═══ AVAILABLE DATA
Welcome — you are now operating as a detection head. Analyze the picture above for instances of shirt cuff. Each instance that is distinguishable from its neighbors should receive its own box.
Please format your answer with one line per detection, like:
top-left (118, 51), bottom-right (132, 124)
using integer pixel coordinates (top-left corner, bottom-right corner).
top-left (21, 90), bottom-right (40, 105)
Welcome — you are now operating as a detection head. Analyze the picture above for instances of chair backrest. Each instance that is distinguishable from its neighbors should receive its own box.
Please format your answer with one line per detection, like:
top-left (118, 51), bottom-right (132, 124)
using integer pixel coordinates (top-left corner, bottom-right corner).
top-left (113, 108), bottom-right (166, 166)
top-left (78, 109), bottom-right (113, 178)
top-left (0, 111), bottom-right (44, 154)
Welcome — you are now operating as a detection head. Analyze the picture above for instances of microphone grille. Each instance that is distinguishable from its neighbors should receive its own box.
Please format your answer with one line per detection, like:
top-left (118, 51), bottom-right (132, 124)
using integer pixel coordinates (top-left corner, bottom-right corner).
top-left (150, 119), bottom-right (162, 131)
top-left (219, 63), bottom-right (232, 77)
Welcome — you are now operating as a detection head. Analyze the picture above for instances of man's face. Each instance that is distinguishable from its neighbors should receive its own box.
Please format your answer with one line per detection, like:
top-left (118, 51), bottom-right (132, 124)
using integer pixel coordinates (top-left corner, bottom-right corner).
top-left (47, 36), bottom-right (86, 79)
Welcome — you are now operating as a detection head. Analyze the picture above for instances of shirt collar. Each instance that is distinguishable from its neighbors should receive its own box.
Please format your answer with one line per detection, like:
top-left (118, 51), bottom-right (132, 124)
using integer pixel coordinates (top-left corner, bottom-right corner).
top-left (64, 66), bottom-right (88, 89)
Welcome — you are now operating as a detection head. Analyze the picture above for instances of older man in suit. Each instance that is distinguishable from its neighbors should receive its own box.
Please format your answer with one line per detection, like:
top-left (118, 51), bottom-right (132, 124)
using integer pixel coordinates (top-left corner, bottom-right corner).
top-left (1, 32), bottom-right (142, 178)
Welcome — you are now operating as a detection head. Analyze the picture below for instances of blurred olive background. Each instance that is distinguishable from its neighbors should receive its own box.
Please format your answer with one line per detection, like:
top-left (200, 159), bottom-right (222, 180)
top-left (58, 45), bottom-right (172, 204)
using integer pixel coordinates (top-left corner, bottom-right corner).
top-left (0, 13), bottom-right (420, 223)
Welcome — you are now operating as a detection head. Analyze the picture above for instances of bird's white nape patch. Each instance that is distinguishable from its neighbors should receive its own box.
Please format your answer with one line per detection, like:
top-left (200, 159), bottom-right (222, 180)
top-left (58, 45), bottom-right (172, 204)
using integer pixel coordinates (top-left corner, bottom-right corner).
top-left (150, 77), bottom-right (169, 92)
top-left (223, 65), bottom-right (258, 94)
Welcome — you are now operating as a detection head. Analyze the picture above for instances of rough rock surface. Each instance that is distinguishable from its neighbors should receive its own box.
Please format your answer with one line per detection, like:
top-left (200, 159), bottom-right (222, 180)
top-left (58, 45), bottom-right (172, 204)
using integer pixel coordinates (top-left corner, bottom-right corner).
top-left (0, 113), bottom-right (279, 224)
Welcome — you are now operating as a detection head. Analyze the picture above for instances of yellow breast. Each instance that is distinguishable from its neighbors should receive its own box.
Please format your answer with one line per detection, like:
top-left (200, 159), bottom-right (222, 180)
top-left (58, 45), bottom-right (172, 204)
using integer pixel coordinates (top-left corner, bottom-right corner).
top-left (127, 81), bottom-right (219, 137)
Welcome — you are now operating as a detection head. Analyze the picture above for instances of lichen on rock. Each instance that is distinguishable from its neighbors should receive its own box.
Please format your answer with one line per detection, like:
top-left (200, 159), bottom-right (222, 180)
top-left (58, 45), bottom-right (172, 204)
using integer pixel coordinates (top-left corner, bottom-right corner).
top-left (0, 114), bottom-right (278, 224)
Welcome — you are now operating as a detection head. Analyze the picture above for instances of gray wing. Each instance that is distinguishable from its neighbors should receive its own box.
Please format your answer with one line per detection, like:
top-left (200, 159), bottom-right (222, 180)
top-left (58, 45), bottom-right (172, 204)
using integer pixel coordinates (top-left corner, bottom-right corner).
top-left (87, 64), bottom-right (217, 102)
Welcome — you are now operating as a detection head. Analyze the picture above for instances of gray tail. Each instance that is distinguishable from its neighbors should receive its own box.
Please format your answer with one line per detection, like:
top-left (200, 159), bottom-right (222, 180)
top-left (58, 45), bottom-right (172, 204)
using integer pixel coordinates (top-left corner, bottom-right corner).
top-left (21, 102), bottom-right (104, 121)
══════
THE TASK →
Print every row above again, word for word and in the same order.

SOLUTION →
Welcome — you are now operating as a detection head. Analyze the picture above for instances of shirt cuff. Each instance that is distinguishable from its neighbors should receive its own box.
Please format your answer with one line per detection, like:
top-left (118, 51), bottom-right (132, 124)
using integer pixel coordinates (top-left corner, bottom-right corner).
top-left (21, 90), bottom-right (40, 105)
Welcome — you are now operating as a detection head. Analyze the picture above for instances of chair backrest. Each instance that is distinguishable from its neighbors should receive its own box.
Please format your answer with one line per detection, like:
top-left (118, 51), bottom-right (132, 124)
using integer pixel coordinates (top-left corner, bottom-right corner).
top-left (113, 108), bottom-right (166, 166)
top-left (78, 109), bottom-right (113, 178)
top-left (0, 111), bottom-right (44, 154)
Welcome — you are now operating as a detection head. Analyze the picture above for instances of microphone grille. Each instance that is distinguishable from its neighbors should receive its own box.
Please format your answer with one line per detection, like:
top-left (118, 51), bottom-right (132, 124)
using integer pixel coordinates (top-left corner, bottom-right corner).
top-left (150, 119), bottom-right (162, 131)
top-left (219, 63), bottom-right (232, 77)
Welcome — you are now operating as a detection head. Analyze the picture above for instances of man's face. Each instance that is distinguishable from its neighbors should receive its own box.
Please format your answer with one line per detection, like:
top-left (118, 51), bottom-right (132, 124)
using integer pixel coordinates (top-left corner, bottom-right corner).
top-left (47, 36), bottom-right (86, 79)
Welcome — you are now operating as a detection head. Analyze the picture above for instances of shirt collar. Each instance that is distinguishable from its neighbors should receive its own box.
Please format your answer with one line per detection, like:
top-left (118, 51), bottom-right (132, 124)
using integer pixel coordinates (top-left corner, bottom-right corner).
top-left (64, 66), bottom-right (88, 89)
Welcome — you are now operating as a detection head. Analyze the picture above for instances of older man in suit. Each instance that is distinguishable from its neighbors should receive its own box.
Please format your answer with one line per detection, like:
top-left (118, 51), bottom-right (132, 124)
using integer pixel coordinates (top-left corner, bottom-right corner).
top-left (1, 32), bottom-right (142, 178)
Welcome — you are now operating as a detection head. Analyze the picture below for instances of blurred olive background. Each instance that is distinguishable from its neighbors should receive its own box.
Please format your answer with one line per detection, like:
top-left (200, 159), bottom-right (222, 180)
top-left (58, 45), bottom-right (172, 204)
using integer pixel coordinates (top-left corner, bottom-right corner).
top-left (0, 13), bottom-right (420, 223)
Welcome — you are now operating as a detection head. Analyze the picture above for instances of bird's white nape patch. Each instance that is distinguishable from its neighbors should receive its own box.
Please format your answer with one line per detection, like:
top-left (200, 159), bottom-right (222, 180)
top-left (58, 45), bottom-right (172, 204)
using integer pixel coordinates (top-left corner, bottom-right corner).
top-left (150, 77), bottom-right (169, 92)
top-left (223, 65), bottom-right (258, 94)
Welcome — you are now operating as a detection head. Analyze the picture above for instances of rough rock surface. Each instance that is distinguishable from its neighbors should receive its own box.
Please format your answer with one line per detection, like:
top-left (200, 159), bottom-right (222, 180)
top-left (58, 45), bottom-right (172, 204)
using integer pixel coordinates (top-left corner, bottom-right corner).
top-left (0, 113), bottom-right (279, 224)
Welcome — you are now operating as a detection head. Analyze the picture above for instances of yellow breast. Each instance that is distinguishable from its neighbors should receive its own box.
Please format your answer with one line per detection, like:
top-left (200, 159), bottom-right (222, 180)
top-left (58, 45), bottom-right (172, 204)
using integer pixel coordinates (top-left corner, bottom-right corner).
top-left (127, 81), bottom-right (219, 137)
Welcome — you are now operating as a detection head. Analyze the picture above for instances of lichen on rock. Each instance that is distinguishable from its neighbors should receive its own box.
Please format your answer with one line per detection, like:
top-left (200, 159), bottom-right (222, 180)
top-left (58, 45), bottom-right (172, 204)
using integer pixel coordinates (top-left corner, bottom-right corner).
top-left (0, 114), bottom-right (278, 224)
Welcome — you are now operating as a detection head. Analyze the picture above for instances of gray wing. Each instance that is distinguishable from its neighbors should receive its own box.
Please format your answer with one line per detection, like:
top-left (200, 159), bottom-right (222, 180)
top-left (58, 45), bottom-right (172, 204)
using integer pixel coordinates (top-left corner, bottom-right corner).
top-left (87, 64), bottom-right (217, 102)
Welcome — you are now operating as a detection head. Analyze the picture above for instances of gray tail. Each instance that is distinguishable from its neighbors should receive its own box.
Please format your answer with one line per detection, like:
top-left (200, 159), bottom-right (222, 180)
top-left (58, 45), bottom-right (172, 204)
using integer pixel coordinates (top-left corner, bottom-right corner).
top-left (21, 102), bottom-right (104, 121)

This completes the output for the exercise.